GIVEN TASK: Reproduce the items below verbatim, beginning with the line that contains "At your convenience, please detect the delicate" and ending with the line that contains "[53,165,334,439]".

DATA TO USE:

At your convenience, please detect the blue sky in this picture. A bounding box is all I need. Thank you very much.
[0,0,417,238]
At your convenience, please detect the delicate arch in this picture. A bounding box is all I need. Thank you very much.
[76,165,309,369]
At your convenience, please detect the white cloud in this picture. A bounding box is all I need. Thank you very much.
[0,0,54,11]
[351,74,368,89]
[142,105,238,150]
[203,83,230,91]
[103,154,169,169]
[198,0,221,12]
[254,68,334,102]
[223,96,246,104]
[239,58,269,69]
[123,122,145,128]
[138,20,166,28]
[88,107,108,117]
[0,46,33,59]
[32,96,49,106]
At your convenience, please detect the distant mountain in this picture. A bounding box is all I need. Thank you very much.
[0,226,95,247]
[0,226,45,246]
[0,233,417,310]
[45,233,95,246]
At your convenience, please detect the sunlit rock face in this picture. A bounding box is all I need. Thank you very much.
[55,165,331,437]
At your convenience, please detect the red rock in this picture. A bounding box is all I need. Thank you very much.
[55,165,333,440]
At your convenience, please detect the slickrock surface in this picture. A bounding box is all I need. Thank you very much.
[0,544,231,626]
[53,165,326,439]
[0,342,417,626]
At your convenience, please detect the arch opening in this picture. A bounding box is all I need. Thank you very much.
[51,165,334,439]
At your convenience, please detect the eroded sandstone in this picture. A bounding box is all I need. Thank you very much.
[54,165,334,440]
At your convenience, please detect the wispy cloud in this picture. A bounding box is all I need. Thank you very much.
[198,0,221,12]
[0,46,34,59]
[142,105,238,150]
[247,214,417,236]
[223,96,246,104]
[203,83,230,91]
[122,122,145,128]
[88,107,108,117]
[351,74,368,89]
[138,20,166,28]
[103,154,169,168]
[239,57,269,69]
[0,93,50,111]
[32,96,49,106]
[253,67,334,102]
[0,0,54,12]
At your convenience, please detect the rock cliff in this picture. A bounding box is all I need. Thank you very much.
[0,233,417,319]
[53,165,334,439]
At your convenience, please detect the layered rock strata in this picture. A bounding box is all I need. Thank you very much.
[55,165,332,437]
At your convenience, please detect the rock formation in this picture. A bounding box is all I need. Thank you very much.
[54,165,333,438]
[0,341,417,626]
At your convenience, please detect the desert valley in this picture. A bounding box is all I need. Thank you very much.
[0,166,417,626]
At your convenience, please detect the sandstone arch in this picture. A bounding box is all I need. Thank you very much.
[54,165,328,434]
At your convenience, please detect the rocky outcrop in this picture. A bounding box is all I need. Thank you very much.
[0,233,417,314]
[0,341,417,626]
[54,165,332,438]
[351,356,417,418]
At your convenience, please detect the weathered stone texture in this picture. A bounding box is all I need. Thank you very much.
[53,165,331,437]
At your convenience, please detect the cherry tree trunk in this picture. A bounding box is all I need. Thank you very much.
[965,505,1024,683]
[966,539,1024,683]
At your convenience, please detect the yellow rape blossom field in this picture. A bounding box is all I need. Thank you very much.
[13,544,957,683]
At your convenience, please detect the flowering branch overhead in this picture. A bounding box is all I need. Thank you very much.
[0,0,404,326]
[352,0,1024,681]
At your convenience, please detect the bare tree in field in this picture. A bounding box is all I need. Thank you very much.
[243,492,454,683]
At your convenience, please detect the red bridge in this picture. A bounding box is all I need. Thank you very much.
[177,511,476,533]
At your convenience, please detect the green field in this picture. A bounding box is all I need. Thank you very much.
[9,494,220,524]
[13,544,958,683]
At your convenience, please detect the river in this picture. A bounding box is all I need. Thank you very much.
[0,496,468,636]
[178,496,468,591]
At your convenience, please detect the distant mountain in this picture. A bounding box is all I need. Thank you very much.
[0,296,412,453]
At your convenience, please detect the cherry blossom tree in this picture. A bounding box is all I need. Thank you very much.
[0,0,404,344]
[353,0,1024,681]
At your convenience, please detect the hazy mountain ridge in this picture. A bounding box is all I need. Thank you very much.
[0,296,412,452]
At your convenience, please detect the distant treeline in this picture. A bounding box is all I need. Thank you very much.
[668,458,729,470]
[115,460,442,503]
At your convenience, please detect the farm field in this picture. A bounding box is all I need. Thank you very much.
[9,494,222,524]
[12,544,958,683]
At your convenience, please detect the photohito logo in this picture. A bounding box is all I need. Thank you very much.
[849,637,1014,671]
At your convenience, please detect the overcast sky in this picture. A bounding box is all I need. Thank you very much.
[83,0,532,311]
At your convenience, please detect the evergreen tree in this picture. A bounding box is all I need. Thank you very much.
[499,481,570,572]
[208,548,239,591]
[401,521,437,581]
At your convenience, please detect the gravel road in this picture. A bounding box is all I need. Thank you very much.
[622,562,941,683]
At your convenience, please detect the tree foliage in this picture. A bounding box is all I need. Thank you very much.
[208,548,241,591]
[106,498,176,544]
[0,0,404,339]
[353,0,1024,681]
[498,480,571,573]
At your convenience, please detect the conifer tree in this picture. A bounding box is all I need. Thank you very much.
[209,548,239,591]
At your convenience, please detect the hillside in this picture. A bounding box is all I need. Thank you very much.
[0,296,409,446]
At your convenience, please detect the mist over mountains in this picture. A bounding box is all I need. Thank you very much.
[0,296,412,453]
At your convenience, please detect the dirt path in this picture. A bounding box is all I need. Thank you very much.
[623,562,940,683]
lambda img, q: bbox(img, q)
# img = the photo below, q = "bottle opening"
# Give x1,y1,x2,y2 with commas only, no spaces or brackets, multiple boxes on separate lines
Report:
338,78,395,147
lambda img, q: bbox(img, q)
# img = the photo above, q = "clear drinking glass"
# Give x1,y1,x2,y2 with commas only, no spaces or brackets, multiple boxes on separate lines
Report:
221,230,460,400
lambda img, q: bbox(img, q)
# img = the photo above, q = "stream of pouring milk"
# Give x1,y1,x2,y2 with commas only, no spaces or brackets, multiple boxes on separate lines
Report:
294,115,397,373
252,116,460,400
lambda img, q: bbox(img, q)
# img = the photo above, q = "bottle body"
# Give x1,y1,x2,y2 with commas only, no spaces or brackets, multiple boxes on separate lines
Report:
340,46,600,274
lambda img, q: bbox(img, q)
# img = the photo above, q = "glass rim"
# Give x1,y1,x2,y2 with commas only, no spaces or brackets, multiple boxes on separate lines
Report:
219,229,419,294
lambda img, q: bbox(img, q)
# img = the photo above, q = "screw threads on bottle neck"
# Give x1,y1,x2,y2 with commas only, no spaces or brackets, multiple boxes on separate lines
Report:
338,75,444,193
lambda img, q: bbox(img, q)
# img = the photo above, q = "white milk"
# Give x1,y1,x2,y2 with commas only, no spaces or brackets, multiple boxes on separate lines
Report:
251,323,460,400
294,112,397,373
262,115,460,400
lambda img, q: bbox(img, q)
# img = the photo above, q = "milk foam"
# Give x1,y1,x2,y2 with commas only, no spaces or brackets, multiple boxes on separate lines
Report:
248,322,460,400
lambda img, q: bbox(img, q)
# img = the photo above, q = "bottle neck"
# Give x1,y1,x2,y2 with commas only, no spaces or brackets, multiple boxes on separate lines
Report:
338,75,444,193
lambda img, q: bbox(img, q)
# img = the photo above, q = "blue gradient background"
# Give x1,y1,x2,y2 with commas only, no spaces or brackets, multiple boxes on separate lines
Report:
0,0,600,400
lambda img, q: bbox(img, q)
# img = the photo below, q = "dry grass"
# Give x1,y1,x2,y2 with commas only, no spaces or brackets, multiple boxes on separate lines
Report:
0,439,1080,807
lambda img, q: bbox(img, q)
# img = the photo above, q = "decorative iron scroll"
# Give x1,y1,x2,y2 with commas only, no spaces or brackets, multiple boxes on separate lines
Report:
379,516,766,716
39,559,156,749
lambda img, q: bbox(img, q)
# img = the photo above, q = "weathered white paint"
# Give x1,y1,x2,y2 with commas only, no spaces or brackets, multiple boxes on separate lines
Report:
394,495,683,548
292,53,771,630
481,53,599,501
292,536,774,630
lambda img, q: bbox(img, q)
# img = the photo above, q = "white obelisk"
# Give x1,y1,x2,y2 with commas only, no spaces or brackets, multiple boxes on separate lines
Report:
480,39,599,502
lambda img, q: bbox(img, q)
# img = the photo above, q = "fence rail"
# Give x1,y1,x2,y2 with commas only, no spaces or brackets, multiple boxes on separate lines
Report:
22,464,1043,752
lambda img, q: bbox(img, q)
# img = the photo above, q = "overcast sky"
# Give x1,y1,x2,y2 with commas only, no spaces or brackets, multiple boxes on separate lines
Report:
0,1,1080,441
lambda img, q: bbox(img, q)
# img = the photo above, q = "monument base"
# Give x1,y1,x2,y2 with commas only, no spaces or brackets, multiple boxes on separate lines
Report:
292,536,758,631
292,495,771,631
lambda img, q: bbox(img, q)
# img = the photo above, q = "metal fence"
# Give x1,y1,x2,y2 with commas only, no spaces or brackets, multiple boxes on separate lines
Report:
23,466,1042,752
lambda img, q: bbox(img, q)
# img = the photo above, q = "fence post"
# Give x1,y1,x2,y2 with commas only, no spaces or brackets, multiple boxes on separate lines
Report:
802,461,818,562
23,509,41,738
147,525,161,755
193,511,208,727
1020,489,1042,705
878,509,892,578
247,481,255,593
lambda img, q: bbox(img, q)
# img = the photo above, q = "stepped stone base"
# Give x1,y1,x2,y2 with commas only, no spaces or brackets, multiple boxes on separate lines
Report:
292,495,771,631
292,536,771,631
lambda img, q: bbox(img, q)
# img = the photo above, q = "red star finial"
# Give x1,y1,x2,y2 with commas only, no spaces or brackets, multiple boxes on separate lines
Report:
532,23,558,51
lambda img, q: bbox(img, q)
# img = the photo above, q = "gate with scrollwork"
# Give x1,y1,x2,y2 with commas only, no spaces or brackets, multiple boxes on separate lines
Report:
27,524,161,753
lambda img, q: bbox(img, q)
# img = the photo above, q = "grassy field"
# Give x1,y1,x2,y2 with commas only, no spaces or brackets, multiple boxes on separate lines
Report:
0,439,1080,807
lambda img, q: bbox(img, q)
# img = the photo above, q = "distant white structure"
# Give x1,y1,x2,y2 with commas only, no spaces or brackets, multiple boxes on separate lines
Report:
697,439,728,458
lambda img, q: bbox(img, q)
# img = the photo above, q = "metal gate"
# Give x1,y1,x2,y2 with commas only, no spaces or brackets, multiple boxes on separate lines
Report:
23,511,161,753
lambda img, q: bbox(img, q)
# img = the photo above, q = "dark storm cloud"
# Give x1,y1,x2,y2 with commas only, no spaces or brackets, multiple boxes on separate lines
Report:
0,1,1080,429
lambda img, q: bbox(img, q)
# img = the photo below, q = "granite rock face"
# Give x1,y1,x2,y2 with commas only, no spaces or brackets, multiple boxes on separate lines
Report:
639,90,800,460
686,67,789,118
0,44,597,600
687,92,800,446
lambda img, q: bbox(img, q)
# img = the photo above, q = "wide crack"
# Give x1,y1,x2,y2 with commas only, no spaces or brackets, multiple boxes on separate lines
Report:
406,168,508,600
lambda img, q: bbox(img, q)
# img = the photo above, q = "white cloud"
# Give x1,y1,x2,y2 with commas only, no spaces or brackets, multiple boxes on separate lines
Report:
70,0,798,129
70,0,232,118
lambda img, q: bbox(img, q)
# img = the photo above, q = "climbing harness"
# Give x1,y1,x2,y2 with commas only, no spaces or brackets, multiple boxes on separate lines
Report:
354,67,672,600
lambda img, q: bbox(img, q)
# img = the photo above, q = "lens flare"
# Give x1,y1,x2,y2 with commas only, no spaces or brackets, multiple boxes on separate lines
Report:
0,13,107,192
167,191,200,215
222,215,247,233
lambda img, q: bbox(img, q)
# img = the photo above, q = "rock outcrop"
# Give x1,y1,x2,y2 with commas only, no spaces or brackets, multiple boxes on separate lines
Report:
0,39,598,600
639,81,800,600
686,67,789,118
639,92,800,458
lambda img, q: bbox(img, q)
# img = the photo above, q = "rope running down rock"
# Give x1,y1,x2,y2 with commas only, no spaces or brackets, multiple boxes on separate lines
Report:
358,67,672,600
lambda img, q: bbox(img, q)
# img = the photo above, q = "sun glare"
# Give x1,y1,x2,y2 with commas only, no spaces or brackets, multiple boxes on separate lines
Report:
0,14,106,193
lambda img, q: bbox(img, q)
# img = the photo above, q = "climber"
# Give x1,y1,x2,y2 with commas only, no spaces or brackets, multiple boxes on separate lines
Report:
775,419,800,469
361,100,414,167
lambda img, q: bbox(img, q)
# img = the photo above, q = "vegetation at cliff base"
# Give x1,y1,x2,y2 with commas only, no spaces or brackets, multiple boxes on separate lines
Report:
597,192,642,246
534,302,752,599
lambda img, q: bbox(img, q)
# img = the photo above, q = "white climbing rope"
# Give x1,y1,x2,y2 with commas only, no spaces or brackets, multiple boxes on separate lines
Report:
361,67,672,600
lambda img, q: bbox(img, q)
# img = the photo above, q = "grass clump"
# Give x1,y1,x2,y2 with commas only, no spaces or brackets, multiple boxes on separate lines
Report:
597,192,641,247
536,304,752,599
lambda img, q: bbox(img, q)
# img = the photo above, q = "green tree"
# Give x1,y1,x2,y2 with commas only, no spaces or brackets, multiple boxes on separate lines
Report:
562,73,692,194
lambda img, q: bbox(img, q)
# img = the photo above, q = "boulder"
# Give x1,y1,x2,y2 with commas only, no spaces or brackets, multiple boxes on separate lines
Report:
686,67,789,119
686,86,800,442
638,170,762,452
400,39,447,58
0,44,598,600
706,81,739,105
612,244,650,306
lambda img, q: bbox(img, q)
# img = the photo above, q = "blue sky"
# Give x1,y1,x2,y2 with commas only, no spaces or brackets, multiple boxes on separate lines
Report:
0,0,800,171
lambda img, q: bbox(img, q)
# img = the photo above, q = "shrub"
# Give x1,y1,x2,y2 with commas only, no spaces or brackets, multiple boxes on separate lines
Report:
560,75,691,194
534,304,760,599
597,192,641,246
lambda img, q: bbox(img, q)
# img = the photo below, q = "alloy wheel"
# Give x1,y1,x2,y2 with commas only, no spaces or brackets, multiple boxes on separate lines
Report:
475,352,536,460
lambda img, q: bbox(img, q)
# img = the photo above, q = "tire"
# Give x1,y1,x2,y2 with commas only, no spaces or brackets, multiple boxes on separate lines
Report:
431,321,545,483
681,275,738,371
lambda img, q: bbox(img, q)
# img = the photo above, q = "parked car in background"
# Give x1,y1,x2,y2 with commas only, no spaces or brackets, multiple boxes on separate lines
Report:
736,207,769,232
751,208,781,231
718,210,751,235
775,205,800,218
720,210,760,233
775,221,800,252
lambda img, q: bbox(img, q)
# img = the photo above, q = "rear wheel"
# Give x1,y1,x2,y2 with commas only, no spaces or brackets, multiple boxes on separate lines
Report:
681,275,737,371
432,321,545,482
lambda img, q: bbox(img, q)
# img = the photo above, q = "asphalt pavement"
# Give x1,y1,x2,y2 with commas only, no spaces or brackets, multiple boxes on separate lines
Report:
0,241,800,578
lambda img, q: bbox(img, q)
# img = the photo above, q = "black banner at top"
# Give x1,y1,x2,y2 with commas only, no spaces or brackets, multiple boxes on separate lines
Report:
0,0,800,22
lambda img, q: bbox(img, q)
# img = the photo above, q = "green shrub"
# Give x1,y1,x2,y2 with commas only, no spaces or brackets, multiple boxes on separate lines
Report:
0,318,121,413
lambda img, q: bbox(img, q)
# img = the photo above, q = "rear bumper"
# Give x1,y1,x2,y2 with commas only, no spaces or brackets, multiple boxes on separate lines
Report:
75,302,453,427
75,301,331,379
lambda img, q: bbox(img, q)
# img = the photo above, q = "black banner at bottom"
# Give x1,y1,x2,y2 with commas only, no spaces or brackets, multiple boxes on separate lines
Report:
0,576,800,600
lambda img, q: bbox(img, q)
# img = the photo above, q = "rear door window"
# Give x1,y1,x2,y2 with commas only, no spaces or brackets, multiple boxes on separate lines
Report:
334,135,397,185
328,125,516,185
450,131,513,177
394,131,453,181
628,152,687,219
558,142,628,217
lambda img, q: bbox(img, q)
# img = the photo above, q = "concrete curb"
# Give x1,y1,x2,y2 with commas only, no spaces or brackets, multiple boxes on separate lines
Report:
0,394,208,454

SOLUTION TO THIS EXERCISE:
At your convenience, please detect the delicate arch in this picture. A bounding box is all I need. Thank you very much.
[76,165,309,369]
At your convenience, please detect the white cloud in this picture. A bounding box is all I need. Thank you very much.
[0,0,54,11]
[351,74,368,89]
[142,105,238,150]
[203,83,230,91]
[103,154,169,169]
[198,0,221,12]
[254,68,334,102]
[223,96,246,104]
[239,58,269,69]
[123,122,145,128]
[138,20,166,28]
[88,107,108,117]
[0,46,33,59]
[32,96,49,106]
At your convenience, please detect the distant mountain in this picture. A bounding box is all I need. Thank you very much.
[0,226,95,247]
[0,226,45,246]
[0,233,417,310]
[45,233,95,246]
At your convenience, please detect the sunlit rock face in this picture. A bounding box is all I need. Thank you very much.
[55,165,331,437]
At your convenience, please detect the red rock in this picture. A bounding box is all I need. Thank you very much.
[55,165,333,440]
At your convenience, please detect the slickrock surface in this picture. A bounding box is all I need. Thank you very much.
[0,544,231,626]
[53,165,326,439]
[0,342,417,626]
At your convenience, please detect the arch opening in this picture. A bounding box is all I need. Thank you very much.
[51,165,334,439]
At your convenience, please detect the eroded sandstone in this picture. A bounding box is all I need. Thank you very much.
[54,165,334,440]
At your convenience, please detect the wispy cloud in this picture. A bounding box is all I need. Thank you very much.
[198,0,221,12]
[0,46,34,59]
[142,105,238,150]
[247,214,417,236]
[223,96,246,104]
[203,83,230,91]
[122,122,145,128]
[88,107,108,117]
[351,74,368,89]
[138,20,166,28]
[103,154,169,168]
[239,57,269,69]
[0,93,50,111]
[32,96,49,106]
[253,67,334,102]
[0,0,54,12]
At your convenience, please detect the rock cliff in this picture. A bounding box is all I need. Thank you very much.
[0,233,417,319]
[53,165,334,439]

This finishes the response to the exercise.